WORK TASK 1 »
Render into Spanish the following sentence from the report on the hospital patient's death: "A radiologist who examined a scan of the area did not spot the error."
WORK TASK 2 »
Proceed with the report on the hospital patient's death, writing on from its final sentence.

QUOTED PASSAGE »
- - - - - - -

Monday, February 18, 2008

NHS patient starved to death

A hospital trust will have to pay damages after a patient who had undergone a successful operation for cancer was then inadvertently starved and poisoned to death. Roy Hodgson, 66, a retired pub landlord, underwent a surgical operation to remove a tumour in his throat at the Cumberland Infirmary, in Carlisle, and was given a good chance of making a full recovery. But he suffered weeks of starvation after a nurse failed to insert a feeding tube correctly into his stomach, and senior medical staff failed to spot the mistake.

Mr Hodgson, a father of three grown-up children who ran the Three Tuns pub in Cleator, West Cumbria, for 20 years, suffered such hunger pangs that he attempted to flee the hospital and was discovered near its entrance clutching his stomach.

It emerged at his inquest that several days after his operation on October 16, 2004, the feeding tube came out and the nurse put it back in the wrong place. A radiologist who examined a scan of the area did not spot the error. When nurses fed him through the tube with liquid nourishment, they were effectively poisoning him. He died two weeks later after developing peritonitis.

At the time Karen Hodgson, his daughter, described how her father kept asking for something to eat and drink, and showing them how swollen his stomach was. He would have to write notes to explain his hunger. She said: "A couple of days before he went back into intensive care, the nurses found him in the hospital foyer with his coat on, crouched by the wall and holding his stomach."

The National Health Service Litigation Authority, which handles major claims against NHS hospitals, has written to the family's lawyer confirming that the trust accepts medical negligence. There is yet to be an assessment of the level of damages. Markus Nickson, the family's solicitor, said that the hospital had admitted that staff failed to give Mr Hodgson the care he needed and that he died as a result. He said: "What Mr Hodgson and his family have gone through was appalling."

- - - - - - -

PROVIDED INFORMATION »
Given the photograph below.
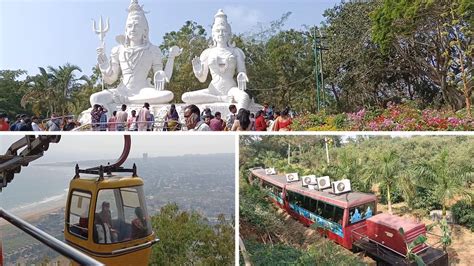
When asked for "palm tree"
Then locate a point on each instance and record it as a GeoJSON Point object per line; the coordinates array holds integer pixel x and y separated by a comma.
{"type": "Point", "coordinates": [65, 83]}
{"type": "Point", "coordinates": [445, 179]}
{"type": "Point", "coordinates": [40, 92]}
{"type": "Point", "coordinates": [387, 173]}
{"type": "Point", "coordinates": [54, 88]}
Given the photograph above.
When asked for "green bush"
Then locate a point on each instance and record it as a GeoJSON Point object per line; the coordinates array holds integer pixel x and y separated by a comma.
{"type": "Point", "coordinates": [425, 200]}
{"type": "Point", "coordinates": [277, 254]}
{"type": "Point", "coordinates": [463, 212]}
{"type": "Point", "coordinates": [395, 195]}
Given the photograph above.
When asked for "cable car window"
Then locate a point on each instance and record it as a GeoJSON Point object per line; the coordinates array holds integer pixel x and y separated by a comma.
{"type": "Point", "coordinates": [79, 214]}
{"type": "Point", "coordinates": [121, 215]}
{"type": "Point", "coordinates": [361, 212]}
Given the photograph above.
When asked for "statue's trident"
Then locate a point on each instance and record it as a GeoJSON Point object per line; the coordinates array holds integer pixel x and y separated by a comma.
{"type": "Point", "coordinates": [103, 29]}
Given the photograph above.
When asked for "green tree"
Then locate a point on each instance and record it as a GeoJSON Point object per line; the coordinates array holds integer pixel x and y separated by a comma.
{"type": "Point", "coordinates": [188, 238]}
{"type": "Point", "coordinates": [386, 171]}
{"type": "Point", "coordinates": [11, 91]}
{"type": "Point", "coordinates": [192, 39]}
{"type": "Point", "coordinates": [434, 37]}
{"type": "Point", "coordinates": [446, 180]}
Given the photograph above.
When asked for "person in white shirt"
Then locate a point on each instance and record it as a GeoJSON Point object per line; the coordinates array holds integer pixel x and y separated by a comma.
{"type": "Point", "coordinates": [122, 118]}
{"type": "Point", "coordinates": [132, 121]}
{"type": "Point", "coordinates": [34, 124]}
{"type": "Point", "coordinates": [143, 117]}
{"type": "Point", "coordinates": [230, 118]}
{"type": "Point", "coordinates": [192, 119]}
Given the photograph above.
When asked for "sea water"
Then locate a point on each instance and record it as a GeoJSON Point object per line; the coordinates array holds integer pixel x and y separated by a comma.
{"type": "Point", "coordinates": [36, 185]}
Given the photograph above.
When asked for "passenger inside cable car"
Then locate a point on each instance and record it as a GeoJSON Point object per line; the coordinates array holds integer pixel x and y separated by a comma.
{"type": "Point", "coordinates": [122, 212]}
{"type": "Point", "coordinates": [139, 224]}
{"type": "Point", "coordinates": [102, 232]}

- - - - - - -

ANSWER SPACE 1 »
Un radiólogo que examinó un escáner de la zona no detectó el error.

ANSWER SPACE 2 »
The hospital, part of the North Cumbria Acute Hospitals NHS Trust, has insisted that it has learnt the lessons of Mr Hodgson's death. The hospital has changed its protocols and any reinsertion of a feeding tube is now only carried out by specialist staff.

Mark Hodgson, 28, the dead man's son, said that the family had not pursued legal action for the money but said that they did not want a similar thing happening to anyone else. He said: "We have been told that they have changed the procedure nationwide. That is the best thing we could have got from this."

Mr Hodgson, an electrical engineer, described his father as a happy, outgoing and caring man who had every hope of a recovery. "What happened was an absolute disgrace," he said. "We wanted justice. We had no idea that he was not being fed properly."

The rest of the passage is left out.